__EXCERPT PROVIDED__:
◇ ◇ ◇ ◇

Dental. Standard international health plans usually don't include routine dental. Most insurers offer a dental rider at USD $30–$100/mo additional (by age, coverage limit, whether orthodontics is included). If your trip purpose is dental implants or orthodontics (dental is your main treatment), buying a standalone dental rider is usually cheaper than comprehensive health insurance plus dental.
Cosmetic / aesthetic. Pure cosmetic procedures (rhinoplasty, breast augmentation, liposuction, Botox, fillers) are excluded by almost all international health insurance — this is industry standard. There is no "cosmetic insurance" as a commercial product; individual broker-sold "cosmetic accident" policies cover only post-incident reconstruction, not elective cosmetic procedures.
Pre-existing conditions. Industry standard is a 2-year waiting period, but the definition of "pre-existing" varies: some insurers consider only "treated in the past 5 years," some look at "diagnosed in the past 10 years," some assess via individual underwriting. If you have any chronic condition under treatment (diabetes, hypertension, asthma, depression, arthritis, cancer follow-up), disclose proactively at quote — the consequence of non-disclosure is contract void plus all claims denied.

◇ ◇ ◇ ◇

__TASKS__:
1. From the insurance excerpt, return the passage that begins at the words "Dental. Standard international" and stops after "elective cosmetic procedures.".
2. According to the insurance excerpt, what happens if someone does not disclose a pre-existing condition?

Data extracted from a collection
◇ ◇ ◇ ◇

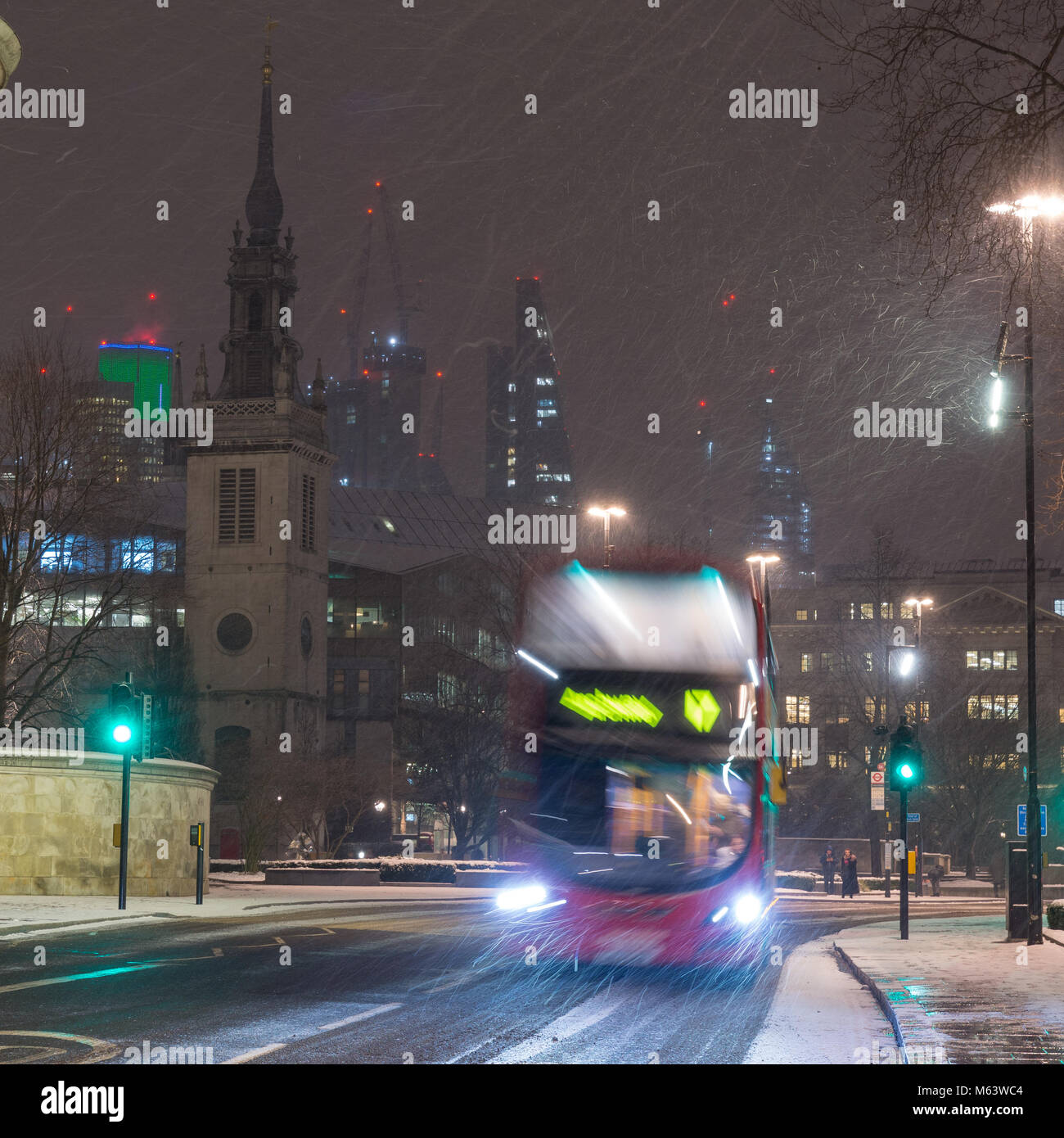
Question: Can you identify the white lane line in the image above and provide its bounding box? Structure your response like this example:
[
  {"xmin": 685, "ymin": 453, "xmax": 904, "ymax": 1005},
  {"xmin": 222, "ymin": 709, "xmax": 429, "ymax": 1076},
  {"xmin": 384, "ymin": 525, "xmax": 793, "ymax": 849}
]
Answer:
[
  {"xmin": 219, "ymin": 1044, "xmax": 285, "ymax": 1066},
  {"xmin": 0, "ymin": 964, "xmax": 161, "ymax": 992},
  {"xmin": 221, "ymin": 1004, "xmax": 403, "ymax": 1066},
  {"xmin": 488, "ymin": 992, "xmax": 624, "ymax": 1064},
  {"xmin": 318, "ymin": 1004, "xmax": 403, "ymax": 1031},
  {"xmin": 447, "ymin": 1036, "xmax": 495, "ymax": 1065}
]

◇ ◇ ◇ ◇

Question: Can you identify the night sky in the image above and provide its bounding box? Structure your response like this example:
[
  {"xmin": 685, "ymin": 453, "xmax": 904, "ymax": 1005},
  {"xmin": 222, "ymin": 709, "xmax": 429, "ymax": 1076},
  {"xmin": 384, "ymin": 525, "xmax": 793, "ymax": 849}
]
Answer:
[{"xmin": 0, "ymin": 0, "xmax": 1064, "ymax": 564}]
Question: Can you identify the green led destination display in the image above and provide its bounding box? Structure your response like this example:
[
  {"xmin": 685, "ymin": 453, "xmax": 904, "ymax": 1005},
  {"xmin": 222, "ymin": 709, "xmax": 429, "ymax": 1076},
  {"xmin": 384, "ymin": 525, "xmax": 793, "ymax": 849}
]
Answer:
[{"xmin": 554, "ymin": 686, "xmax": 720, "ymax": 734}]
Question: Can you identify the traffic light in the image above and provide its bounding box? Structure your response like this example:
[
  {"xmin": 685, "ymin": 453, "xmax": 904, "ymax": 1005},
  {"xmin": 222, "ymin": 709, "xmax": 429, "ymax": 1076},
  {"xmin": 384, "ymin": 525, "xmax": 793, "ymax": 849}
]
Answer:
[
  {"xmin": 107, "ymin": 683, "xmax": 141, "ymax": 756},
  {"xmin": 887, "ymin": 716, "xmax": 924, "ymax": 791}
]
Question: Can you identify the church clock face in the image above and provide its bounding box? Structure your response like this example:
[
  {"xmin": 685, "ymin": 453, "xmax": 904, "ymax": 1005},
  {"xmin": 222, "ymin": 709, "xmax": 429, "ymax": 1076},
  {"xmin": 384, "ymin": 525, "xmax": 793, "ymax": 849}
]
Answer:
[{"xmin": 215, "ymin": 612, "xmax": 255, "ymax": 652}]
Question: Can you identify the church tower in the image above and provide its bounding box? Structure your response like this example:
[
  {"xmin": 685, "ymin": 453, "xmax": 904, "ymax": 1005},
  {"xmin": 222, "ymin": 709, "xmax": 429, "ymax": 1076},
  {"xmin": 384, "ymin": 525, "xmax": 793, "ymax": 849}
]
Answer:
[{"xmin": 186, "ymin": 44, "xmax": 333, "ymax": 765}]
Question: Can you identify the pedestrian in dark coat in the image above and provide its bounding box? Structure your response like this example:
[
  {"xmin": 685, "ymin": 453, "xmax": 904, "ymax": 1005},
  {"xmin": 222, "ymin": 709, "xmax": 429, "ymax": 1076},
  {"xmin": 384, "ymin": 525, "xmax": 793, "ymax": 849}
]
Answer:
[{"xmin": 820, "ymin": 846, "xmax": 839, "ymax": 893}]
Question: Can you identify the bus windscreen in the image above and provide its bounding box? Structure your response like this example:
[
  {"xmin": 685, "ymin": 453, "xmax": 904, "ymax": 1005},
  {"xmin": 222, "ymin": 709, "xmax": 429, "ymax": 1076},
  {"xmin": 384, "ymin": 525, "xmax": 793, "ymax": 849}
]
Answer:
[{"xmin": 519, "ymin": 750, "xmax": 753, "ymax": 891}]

◇ ◇ ◇ ◇

__OUTPUTS IN ORDER__:
1.
Dental. Standard international health plans usually don't include routine dental. Most insurers offer a dental rider at USD $30–$100/mo additional (by age, coverage limit, whether orthodontics is included). If your trip purpose is dental implants or orthodontics (dental is your main treatment), buying a standalone dental rider is usually cheaper than comprehensive health insurance plus dental.
Cosmetic / aesthetic. Pure cosmetic procedures (rhinoplasty, breast augmentation, liposuction, Botox, fillers) are excluded by almost all international health insurance — this is industry standard. There is no "cosmetic insurance" as a commercial product; individual broker-sold "cosmetic accident" policies cover only post-incident reconstruction, not elective cosmetic procedures.

2. The contract is void and all claims are denied.